STATED GOAL: Rewrite the rows below, changing "shelf-audit tool" to "inventory check tool" in every one and leaving everything else as it is.

Object location annotation rows:

>> start

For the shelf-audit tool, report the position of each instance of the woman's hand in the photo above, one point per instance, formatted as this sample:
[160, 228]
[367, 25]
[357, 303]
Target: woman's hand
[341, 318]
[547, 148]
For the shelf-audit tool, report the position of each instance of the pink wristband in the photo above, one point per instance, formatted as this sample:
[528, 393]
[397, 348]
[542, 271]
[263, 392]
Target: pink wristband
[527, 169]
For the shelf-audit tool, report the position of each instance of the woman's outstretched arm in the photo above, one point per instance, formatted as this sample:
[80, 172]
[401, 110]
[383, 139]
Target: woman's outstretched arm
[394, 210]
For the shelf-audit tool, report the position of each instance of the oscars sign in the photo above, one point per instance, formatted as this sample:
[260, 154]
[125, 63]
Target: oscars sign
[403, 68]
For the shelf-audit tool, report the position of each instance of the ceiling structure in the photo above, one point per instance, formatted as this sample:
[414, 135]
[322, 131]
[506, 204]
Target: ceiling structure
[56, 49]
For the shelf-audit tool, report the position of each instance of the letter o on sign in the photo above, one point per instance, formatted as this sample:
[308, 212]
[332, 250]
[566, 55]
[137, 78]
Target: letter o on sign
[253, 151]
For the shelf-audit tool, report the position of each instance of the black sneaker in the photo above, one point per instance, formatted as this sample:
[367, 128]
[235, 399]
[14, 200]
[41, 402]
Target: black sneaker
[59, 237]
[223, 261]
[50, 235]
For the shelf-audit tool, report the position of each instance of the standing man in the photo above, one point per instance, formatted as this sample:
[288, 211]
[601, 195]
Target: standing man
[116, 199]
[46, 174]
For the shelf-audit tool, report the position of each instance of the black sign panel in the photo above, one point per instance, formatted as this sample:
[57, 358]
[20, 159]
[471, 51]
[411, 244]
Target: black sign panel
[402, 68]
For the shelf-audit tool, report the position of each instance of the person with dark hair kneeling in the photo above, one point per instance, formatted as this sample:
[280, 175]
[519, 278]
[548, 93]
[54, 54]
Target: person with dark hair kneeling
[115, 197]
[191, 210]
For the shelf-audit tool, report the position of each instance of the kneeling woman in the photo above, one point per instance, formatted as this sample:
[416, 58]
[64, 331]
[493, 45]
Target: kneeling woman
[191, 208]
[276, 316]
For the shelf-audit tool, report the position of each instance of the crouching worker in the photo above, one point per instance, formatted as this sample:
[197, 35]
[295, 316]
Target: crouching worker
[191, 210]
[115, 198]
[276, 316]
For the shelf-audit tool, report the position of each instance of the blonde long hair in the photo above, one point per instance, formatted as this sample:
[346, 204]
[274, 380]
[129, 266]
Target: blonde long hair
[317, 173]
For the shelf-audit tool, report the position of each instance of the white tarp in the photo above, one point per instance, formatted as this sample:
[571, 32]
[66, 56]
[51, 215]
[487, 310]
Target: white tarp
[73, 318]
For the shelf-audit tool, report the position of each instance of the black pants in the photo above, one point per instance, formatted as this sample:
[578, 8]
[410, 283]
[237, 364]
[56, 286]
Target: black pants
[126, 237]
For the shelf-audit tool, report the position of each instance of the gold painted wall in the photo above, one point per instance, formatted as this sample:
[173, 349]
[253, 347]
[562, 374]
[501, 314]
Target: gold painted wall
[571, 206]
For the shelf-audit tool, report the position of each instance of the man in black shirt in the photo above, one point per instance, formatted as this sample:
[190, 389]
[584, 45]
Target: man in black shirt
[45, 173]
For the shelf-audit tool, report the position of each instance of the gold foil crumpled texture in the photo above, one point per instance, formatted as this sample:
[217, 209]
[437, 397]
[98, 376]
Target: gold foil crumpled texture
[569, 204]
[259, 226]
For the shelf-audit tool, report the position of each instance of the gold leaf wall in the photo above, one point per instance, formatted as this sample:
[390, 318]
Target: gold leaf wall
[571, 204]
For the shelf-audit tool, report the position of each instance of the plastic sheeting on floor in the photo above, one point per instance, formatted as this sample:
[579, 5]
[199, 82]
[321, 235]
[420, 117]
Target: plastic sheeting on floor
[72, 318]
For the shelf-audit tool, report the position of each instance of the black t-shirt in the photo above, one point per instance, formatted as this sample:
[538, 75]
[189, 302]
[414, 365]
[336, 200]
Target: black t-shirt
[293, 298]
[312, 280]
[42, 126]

>> end

RESPONSE:
For the inventory check tool, report the position of each instance of the woman's hand in the photo above, one point per instance, formatted as this sample:
[160, 228]
[367, 25]
[357, 303]
Target: woman's hand
[341, 318]
[547, 148]
For the inventory check tool, report the position of each instance of the pink wristband in the photo above, one point per instance, formatted as this sample:
[528, 393]
[397, 348]
[542, 271]
[263, 392]
Target: pink wristband
[527, 169]
For the inventory check tool, report the position of each instance of the woman's outstretched arm in the photo above, one point per instance, formatted as this sample:
[80, 172]
[401, 110]
[383, 139]
Target: woman's outstretched arm
[394, 210]
For the inventory check tool, report the position of each instance of the oscars sign in the photo above, one point per instance, formatted as this sample:
[260, 154]
[125, 63]
Target: oscars sign
[403, 68]
For the inventory check tool, report the position of each instance of the ceiling structure in the photo above, one point per instance, formatted as this sample:
[414, 135]
[322, 131]
[506, 204]
Target: ceiling structure
[56, 49]
For the inventory check tool, report the position of each instance of the letter o on sign in the photo above, one point per instance, formatted as this sample:
[308, 212]
[332, 250]
[566, 55]
[137, 78]
Target: letter o on sign
[253, 151]
For the inventory check tool, report the position of each instance of the black sneaker in the photo above, one point per instance, formatted as this sample:
[367, 128]
[235, 399]
[14, 200]
[41, 402]
Target: black sneaker
[59, 237]
[223, 261]
[50, 235]
For the inventory check tool, report the position of each instance of the standing man in the photo above, one point per instance, formatted as this sample:
[288, 211]
[601, 195]
Target: standing man
[116, 199]
[46, 174]
For the inventory check tool, report the position of each instance of the black sign panel in the photo above, one point per instance, formatted as this sample:
[57, 358]
[20, 159]
[471, 51]
[411, 244]
Target: black sign panel
[402, 68]
For the inventory check tool, report the position of each instance of the person with dark hair kneeling in the photo above, one point per instance, formatted as this sample:
[280, 175]
[519, 278]
[548, 93]
[54, 54]
Target: person with dark hair kneeling
[115, 197]
[191, 210]
For the inventory check tool, report the position of each instance of the kneeling woman in the photo above, one point per instance, formatted as this sample:
[416, 58]
[64, 331]
[493, 45]
Target: kneeling woman
[191, 208]
[276, 316]
For the inventory check tool, report the position of each instance of the crouching worker in the photo above, one point per instance, formatted as this sample:
[197, 35]
[295, 316]
Target: crouching worker
[191, 210]
[115, 198]
[276, 316]
For the inventory check tool, report the position of each instance of the blonde long hair in the photo above, one point per instance, formatted as this sample:
[346, 204]
[274, 380]
[129, 266]
Target: blonde long hair
[317, 173]
For the inventory check tool, report the position of each instance of the white tarp in the photo above, one point per instance, formatted as this sample:
[571, 32]
[66, 56]
[51, 215]
[487, 310]
Target: white tarp
[73, 318]
For the inventory check tool, report the position of each instance of the black pants in the photo above, one point per instance, formatted as this sample:
[578, 8]
[410, 283]
[237, 364]
[56, 286]
Target: black pants
[126, 237]
For the inventory check tool, report the position of each instance of the gold painted wall in the photo above, one point per instance, formatted as this sample:
[173, 349]
[253, 347]
[562, 374]
[501, 314]
Target: gold painted wall
[571, 206]
For the inventory check tool, report the position of each instance of the man in black shirt in the photo above, one point per instance, formatted as this sample:
[190, 389]
[584, 45]
Target: man in black shirt
[45, 173]
For the inventory check tool, report the position of each instance of the gold foil crumpled texture in the photo above, one point per instance, formatted as this sample:
[217, 209]
[437, 397]
[98, 376]
Target: gold foil crumpled texture
[569, 204]
[259, 226]
For the inventory check tool, report the position of each instance of the gold leaf wall in the photo above, one point per instance, formatted as this sample:
[390, 318]
Target: gold leaf wall
[571, 204]
For the inventory check tool, report the position of each instance of the plastic sheeting on floor in the photo above, one point per instance, formatted as this sample:
[579, 5]
[199, 82]
[321, 235]
[420, 117]
Target: plastic sheeting on floor
[72, 318]
For the inventory check tool, report the position of each instance of the black t-shirt in the photo above, one point per instance, formatted as this sample:
[538, 75]
[189, 302]
[414, 365]
[336, 200]
Target: black t-shirt
[293, 298]
[312, 280]
[42, 126]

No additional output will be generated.